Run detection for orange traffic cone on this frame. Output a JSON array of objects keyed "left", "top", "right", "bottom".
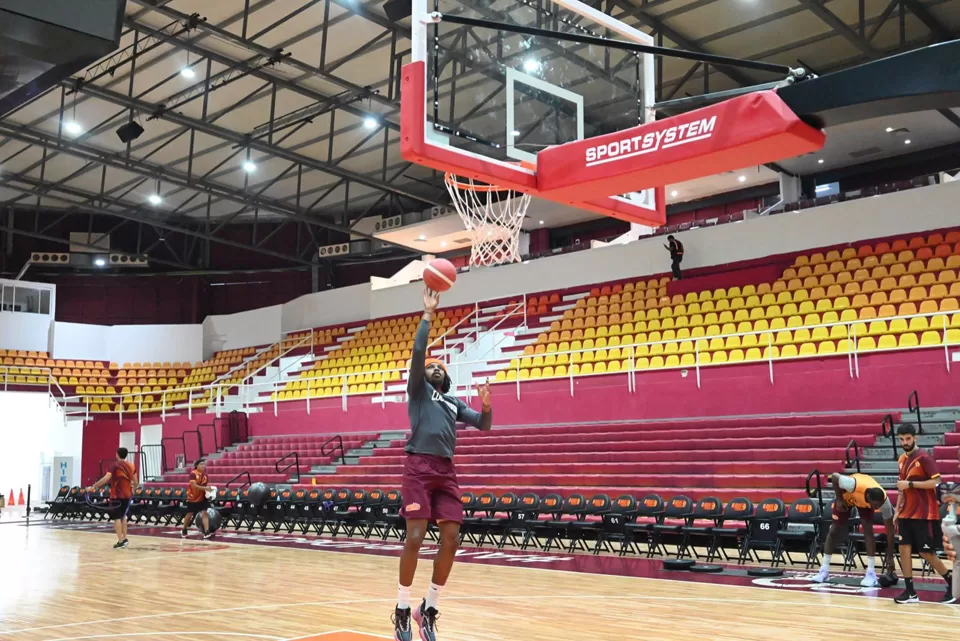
[
  {"left": 17, "top": 489, "right": 25, "bottom": 505},
  {"left": 7, "top": 490, "right": 13, "bottom": 506}
]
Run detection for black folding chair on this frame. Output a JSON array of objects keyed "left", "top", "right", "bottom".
[
  {"left": 538, "top": 494, "right": 587, "bottom": 553},
  {"left": 679, "top": 496, "right": 723, "bottom": 559},
  {"left": 477, "top": 493, "right": 518, "bottom": 548},
  {"left": 500, "top": 493, "right": 541, "bottom": 550},
  {"left": 567, "top": 495, "right": 610, "bottom": 553},
  {"left": 773, "top": 498, "right": 823, "bottom": 568},
  {"left": 651, "top": 495, "right": 694, "bottom": 558},
  {"left": 741, "top": 498, "right": 785, "bottom": 564},
  {"left": 623, "top": 493, "right": 664, "bottom": 557},
  {"left": 596, "top": 495, "right": 636, "bottom": 556},
  {"left": 709, "top": 497, "right": 754, "bottom": 563}
]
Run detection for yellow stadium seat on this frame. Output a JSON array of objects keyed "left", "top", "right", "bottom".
[
  {"left": 876, "top": 335, "right": 897, "bottom": 349},
  {"left": 799, "top": 343, "right": 817, "bottom": 356},
  {"left": 920, "top": 331, "right": 941, "bottom": 346},
  {"left": 887, "top": 318, "right": 908, "bottom": 333},
  {"left": 898, "top": 333, "right": 919, "bottom": 348},
  {"left": 780, "top": 344, "right": 799, "bottom": 358},
  {"left": 867, "top": 320, "right": 887, "bottom": 336},
  {"left": 817, "top": 341, "right": 836, "bottom": 354}
]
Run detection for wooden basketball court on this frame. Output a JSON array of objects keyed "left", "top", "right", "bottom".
[{"left": 2, "top": 522, "right": 957, "bottom": 641}]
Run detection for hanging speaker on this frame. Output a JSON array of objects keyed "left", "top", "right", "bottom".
[{"left": 383, "top": 0, "right": 412, "bottom": 21}]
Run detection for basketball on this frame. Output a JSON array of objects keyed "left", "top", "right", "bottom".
[{"left": 423, "top": 258, "right": 457, "bottom": 292}]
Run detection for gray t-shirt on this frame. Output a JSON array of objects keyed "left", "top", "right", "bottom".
[
  {"left": 405, "top": 318, "right": 483, "bottom": 459},
  {"left": 836, "top": 474, "right": 894, "bottom": 520}
]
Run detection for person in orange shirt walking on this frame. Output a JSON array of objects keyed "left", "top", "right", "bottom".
[
  {"left": 181, "top": 459, "right": 214, "bottom": 539},
  {"left": 894, "top": 424, "right": 953, "bottom": 604},
  {"left": 88, "top": 447, "right": 138, "bottom": 549}
]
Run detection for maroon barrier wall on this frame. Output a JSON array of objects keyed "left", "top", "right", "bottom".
[{"left": 77, "top": 348, "right": 957, "bottom": 471}]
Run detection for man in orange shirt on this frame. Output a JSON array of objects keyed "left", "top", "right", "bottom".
[
  {"left": 894, "top": 424, "right": 953, "bottom": 604},
  {"left": 88, "top": 447, "right": 138, "bottom": 549},
  {"left": 812, "top": 472, "right": 896, "bottom": 587},
  {"left": 181, "top": 459, "right": 214, "bottom": 539}
]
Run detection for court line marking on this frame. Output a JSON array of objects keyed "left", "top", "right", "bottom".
[
  {"left": 41, "top": 633, "right": 282, "bottom": 641},
  {"left": 6, "top": 592, "right": 960, "bottom": 636}
]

**EXERCISE INSTRUCTIONS**: Print out all the material above exactly as it appears, omitting the images.

**WRITTEN RESPONSE**:
Run detection for orange traffic cone on this frame. Output a JSON array of objects keyed "left", "top", "right", "bottom".
[
  {"left": 17, "top": 489, "right": 25, "bottom": 505},
  {"left": 7, "top": 490, "right": 13, "bottom": 506}
]
Run detection for black folding chair on this frame. Output a JSON array of objects keyed "left", "top", "right", "bottom".
[
  {"left": 538, "top": 494, "right": 587, "bottom": 553},
  {"left": 679, "top": 496, "right": 723, "bottom": 559},
  {"left": 477, "top": 493, "right": 518, "bottom": 548},
  {"left": 500, "top": 493, "right": 541, "bottom": 550},
  {"left": 567, "top": 495, "right": 610, "bottom": 553},
  {"left": 773, "top": 498, "right": 823, "bottom": 568},
  {"left": 651, "top": 495, "right": 694, "bottom": 558},
  {"left": 741, "top": 498, "right": 785, "bottom": 564},
  {"left": 623, "top": 493, "right": 664, "bottom": 557},
  {"left": 596, "top": 495, "right": 636, "bottom": 556},
  {"left": 709, "top": 497, "right": 754, "bottom": 563}
]
Run detection for yellow stadium seat on this frame. Output a JSON array of objects keyed "left", "top", "right", "bottom".
[
  {"left": 876, "top": 335, "right": 897, "bottom": 349},
  {"left": 799, "top": 343, "right": 817, "bottom": 356},
  {"left": 920, "top": 331, "right": 941, "bottom": 346},
  {"left": 887, "top": 318, "right": 908, "bottom": 333},
  {"left": 898, "top": 333, "right": 919, "bottom": 348},
  {"left": 780, "top": 344, "right": 799, "bottom": 358},
  {"left": 867, "top": 320, "right": 887, "bottom": 336},
  {"left": 817, "top": 341, "right": 836, "bottom": 354}
]
Run detection for wooden basketball court on this frame. Output a JSON array of objects keyed "left", "top", "right", "bottom".
[{"left": 2, "top": 522, "right": 957, "bottom": 641}]
Run detection for hanging speaker on this frame. Output a JSON array of objects keyed "left", "top", "right", "bottom".
[{"left": 383, "top": 0, "right": 412, "bottom": 21}]
Run detection for basketball on this frame. Output a JSON array of objects keyed "left", "top", "right", "bottom".
[{"left": 423, "top": 258, "right": 457, "bottom": 292}]
Run detection for gray t-shirt on this frame. Output a JSON array of objects keyed "left", "top", "right", "bottom".
[
  {"left": 405, "top": 318, "right": 483, "bottom": 459},
  {"left": 836, "top": 474, "right": 894, "bottom": 520}
]
Run detection for person in orange shirt walking on this frame. Output a JSON array of objects keyed "left", "top", "right", "bottom".
[
  {"left": 181, "top": 459, "right": 214, "bottom": 539},
  {"left": 894, "top": 424, "right": 953, "bottom": 604},
  {"left": 88, "top": 447, "right": 138, "bottom": 549}
]
Run detection for maroon barrier wall on this frame. Output a JSON array of objects keyed "left", "top", "right", "bottom".
[{"left": 77, "top": 348, "right": 957, "bottom": 471}]
Run detection for man in orange shirt on this frame. Output a JSON array of objects keyed "left", "top", "right", "bottom".
[
  {"left": 894, "top": 424, "right": 953, "bottom": 604},
  {"left": 88, "top": 447, "right": 138, "bottom": 549},
  {"left": 812, "top": 472, "right": 896, "bottom": 587},
  {"left": 181, "top": 459, "right": 214, "bottom": 539}
]
Run detection for court line marking on this frame. Output a JSON array of objects keyed "left", "top", "right", "bottom".
[
  {"left": 41, "top": 633, "right": 282, "bottom": 641},
  {"left": 6, "top": 592, "right": 960, "bottom": 636}
]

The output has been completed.